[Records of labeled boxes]
——

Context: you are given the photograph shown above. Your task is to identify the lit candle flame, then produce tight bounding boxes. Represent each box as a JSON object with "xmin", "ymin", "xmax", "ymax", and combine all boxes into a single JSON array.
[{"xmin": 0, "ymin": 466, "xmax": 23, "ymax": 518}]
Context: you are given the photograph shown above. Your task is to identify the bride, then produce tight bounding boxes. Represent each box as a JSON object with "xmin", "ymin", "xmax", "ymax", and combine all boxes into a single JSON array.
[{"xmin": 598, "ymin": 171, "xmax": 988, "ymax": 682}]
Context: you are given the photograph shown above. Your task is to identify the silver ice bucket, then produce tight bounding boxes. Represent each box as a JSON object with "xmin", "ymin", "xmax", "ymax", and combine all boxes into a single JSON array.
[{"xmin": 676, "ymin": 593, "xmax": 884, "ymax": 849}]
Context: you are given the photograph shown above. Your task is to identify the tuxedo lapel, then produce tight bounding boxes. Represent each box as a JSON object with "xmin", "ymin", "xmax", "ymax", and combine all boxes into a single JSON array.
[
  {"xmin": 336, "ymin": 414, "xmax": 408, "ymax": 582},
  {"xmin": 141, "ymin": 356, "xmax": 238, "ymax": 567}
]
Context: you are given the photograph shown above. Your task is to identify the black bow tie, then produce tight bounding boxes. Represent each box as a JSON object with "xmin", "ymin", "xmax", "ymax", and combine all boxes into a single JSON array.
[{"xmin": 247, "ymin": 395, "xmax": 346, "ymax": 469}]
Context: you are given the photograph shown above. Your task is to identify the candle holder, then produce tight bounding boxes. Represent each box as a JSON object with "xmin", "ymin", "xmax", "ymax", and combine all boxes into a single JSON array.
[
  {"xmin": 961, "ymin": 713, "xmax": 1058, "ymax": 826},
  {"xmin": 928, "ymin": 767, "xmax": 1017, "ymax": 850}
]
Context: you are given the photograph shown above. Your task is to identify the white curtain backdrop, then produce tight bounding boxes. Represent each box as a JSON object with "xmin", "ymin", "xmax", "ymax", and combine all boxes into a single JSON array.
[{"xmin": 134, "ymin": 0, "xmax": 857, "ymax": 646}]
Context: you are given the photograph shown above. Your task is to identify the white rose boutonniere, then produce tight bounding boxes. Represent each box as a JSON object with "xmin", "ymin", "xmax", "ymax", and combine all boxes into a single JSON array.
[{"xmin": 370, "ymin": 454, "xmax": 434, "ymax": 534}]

——

- _Exercise_: Please copy out all of the data above line for line, changing nothing.

- _Exercise answer_:
Context: you are given the photograph shown above. Your task is to identify the lit candle flame, then produce tight bounding boxes. Represent each box as a JSON object with "xmin", "ymin", "xmax", "ymax", and combine all boxes into a single JSON array.
[{"xmin": 0, "ymin": 466, "xmax": 23, "ymax": 518}]
Context: you are given the photograph shown above. Your task is to identify the bride, then produce tight bounding boxes. Represent each box as a JSON object with "xmin", "ymin", "xmax", "ymax", and combine all boxes into a single JSON array.
[{"xmin": 598, "ymin": 171, "xmax": 988, "ymax": 682}]
Context: you are given the photograph shown above. Your task is to identify the silver ice bucket, then produce tight bounding boxes. Represent each box as a JSON object with "xmin", "ymin", "xmax", "ymax", and combine all boxes into a single JSON array.
[{"xmin": 676, "ymin": 593, "xmax": 884, "ymax": 849}]
Context: you are given the photograph shown above. Your task is to identify the tuxedo lapel, then produce tight bounding boxes. Represent each box as a JSON object with "xmin", "ymin", "xmax", "ymax", and combine all boxes into a single JSON array.
[
  {"xmin": 336, "ymin": 414, "xmax": 408, "ymax": 582},
  {"xmin": 141, "ymin": 356, "xmax": 238, "ymax": 567}
]
Context: you are given the photograph shown above. Your task is to identify the black bow tie, then produce tight bounding boxes. Represent each box as a JSON object with "xmin", "ymin", "xmax", "ymax", and combine all boxes into a single JSON array.
[{"xmin": 247, "ymin": 395, "xmax": 346, "ymax": 469}]
Context: you are given the photograph shown above. Your task is to identify the candle holder, then produce tight bounding boxes. Represent each box as a JSON object with "xmin", "ymin", "xmax", "ymax", and combine all boxes into a single JSON array.
[
  {"xmin": 961, "ymin": 713, "xmax": 1058, "ymax": 826},
  {"xmin": 928, "ymin": 767, "xmax": 1017, "ymax": 850}
]
Context: you are given the photograph shown above. Your task is to identify the white curtain backdrop, then produce tight bounding boxes. Represent each box as a JSON object with "xmin", "ymin", "xmax", "ymax", and combine all boxes into a single JSON array.
[{"xmin": 134, "ymin": 0, "xmax": 857, "ymax": 646}]
Context: you are given the photograph shown above. Your task is to identify the white rose boutonniere, then produce tight bounding boxes. Represent each box as a JSON object with "xmin", "ymin", "xmax", "ymax", and combine all boxes into a single JSON array.
[{"xmin": 370, "ymin": 454, "xmax": 434, "ymax": 534}]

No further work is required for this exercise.